Mir war es auch wichtig, die einzelnen Vorschläge nach dem nötigen „Involvement“ zu sortieren. Dies ist das Gefühl, ob eine Information in irgendeiner Weise relevant für jemanden ist.
Manche Ansätze können erst gelingen, wenn bereits mit einem hohen Gefühl der „Involviertheit“ aktiv gesucht wird. So wird eine Broschüre oder ein Blog nur dann gelesen, wenn man sich bereits für das Thema interessiert.
Best-Practice / Positivbeispiele
Aus der Erfahrung in Berlin wurde festgestellt, dass Spaziergänge zu Positivbeispielen immer mehr auch Laien anziehen, obwohl diese ursprünglich für ein Fachpublikum konzipiert waren. Hier handelt es sich um interessierte Personen mit hohem „Involvement“. Es wurde auch diskutiert, wie man solche regionalen Besichtigungen zusätzlich über das Internet verbreiten kann. So könnten auch Energieblogger vor Ort teilnehmen und berichten. Damit in der Presse über Positivbeispiele berichtet wird, wird ein zusätzlicher Nachrichtenwert benötigt, der beispielsweise durch Prominenz erschaffen werden kann. So kann das Interesse an Stars für Energieeffizienz instrumentalisiert werden. Nicht umsonst haben viele NGO´s Botschafter und Schirmherren, die sich auch gerne als verantwortungsvolle Menschen zeigen.
Wertewandel notwendig
Auf den offenen Tisch kam auch der berühmte Ruf nach dem Wertewandel. Wenn sich Werte wandeln, dann wandelt sich auch das Verhalten. Aber wie kann ein Wertewandel angeregt werden? Dazu muss zuerst eine hohe Bereitschaft mitgebracht werden. Einzelne müssten sich ihre ureigensten Bedürfnisse bewusst machen, um diese inneren Ziele aktiv zu verfolgen. Hierfür aber sind aus meiner Sicht intensive Gespräche nötig. Eine gelungene Schlagzeile in der Presse wird so etwas niemals bewegen können. Die Stiftung spirit.ch hat Methoden entwickelt, wie dieser Prozess durch Befragungen begleitet werden kann.
Emotion oder Amortisation – was macht Aufklärungs-Kampagnen erfolgreich?
Erfahrungsgemäß ziehen Armortisationsargumente. Es gab sogar die Überzeugung, dass sich Verhalten ausschließlich über die Geldbörse ändert. Ist dies ein Widerspruch zu der Emotionalisierung, die auch als Erfolgsgeheimnis gilt? Spricht dies den Bildern ihre ureigene Macht ab? Nein. Es geht um verpönte, aber verbreitete Gefühle: Überlegenheit, Sicherheit oder der Wunsch nach Kontrolle sind dafür Beispiele.

* **Bereitgestellte Angaben**
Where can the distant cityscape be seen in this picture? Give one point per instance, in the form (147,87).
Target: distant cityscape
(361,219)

* **Ziel A**
Stimmen die Aussagen (i) bis (iii) mit dem Auszug über Energieeffizienz-Kampagnen überein? Beantworte jede mit Ja oder Nein und zitiere wörtlich die entscheidenden Worte des Auszugs. (i) Die Spaziergänge zu Positivbeispielen waren ursprünglich für ein Fachpublikum gedacht. (ii) Eine gelungene Schlagzeile in der Presse kann einen Wertewandel anstoßen. (iii) Eine Broschüre wird auch von Menschen gelesen, die sich noch nicht für das Thema interessieren.
* **Ziel B**
Greife den Auszug über Energieeffizienz-Kampagnen nach seinem letzten Satz auf und schreibe ihn weiter.
Die Zeilen spielen hierfür keine Rolle.

* **Übungsergebnis A**
(i) Ja: „obwohl diese ursprünglich für ein Fachpublikum konzipiert waren“
(ii) Nein: „Eine gelungene Schlagzeile in der Presse wird so etwas niemals bewegen können.“
(iii) Nein: „So wird eine Broschüre oder ein Blog nur dann gelesen, wenn man sich bereits für das Thema interessiert.“

* **Übungsergebnis B**
Man muss sich immer wieder klar machen, dass Entscheidungen zwar im Verstand reflektiert werden, aber dort nicht getroffen werden. Der Neurowissenschaftler Gerhard Roth vergleicht den gedanklichen Diskurs mit einem Regierungsprecher, der permanent die Entscheidungen anderer verkauft.
Tu es für Deine Kinder!
Besonders schön fand ich den Vorschlag einer emotionalen Ansprache. Man könnte der älteren Generation klar machen, dass die Altbausanierung eine Investition in die eigenen Kinder sein kann. Damit wurde eine weitere Möglichkeit aufgegriffen, die vielfältigen Motivationen einzubeziehen. Ein weiterer Vorschlag war es, eine positive Grundstimmung zu dem Thema anzuregen, wofür viele Schichten zugleich erreicht werden müssten. Emotionaler ist auch die Anregung, dass man doch anstelle von Fakten mehr Visionen transportieren sollte.
Über spielerische Elemente (Gamification) kann der Spieltrieb die Neugierde für Energieeffizienz wecken. So hatte ein Gast seine „Nachhaltigkeitswaagschale“ vorgestellt, in der man mit Indikatoren die Nachhaltigkeit eines Projektes checken kann.
Fazit
Es war ein gelungener Abend im Ludwig Erhard Haus. Das gigantische Thema konnte nur angerissen werden und müsste ein großer Gegenstand angewandter Forschung werden. Das Netzwerk der Energieblogger wurde an vielen Stellen mit Hoffnungen belegt, wobei wir jedoch mit unserer ehrenamtlichen Tätigkeit an Grenzen der Machbarkeit stoßen. Zu guter Letzt will ich mich bei Robert Volkhausen für die zügige und gute Organisation bedanken.
Welche Methoden sehen Sie, um energieeffizienze Gebäude erfolgreich zu kommunizieren?
Ich freue mich auf Ihre Kommentare.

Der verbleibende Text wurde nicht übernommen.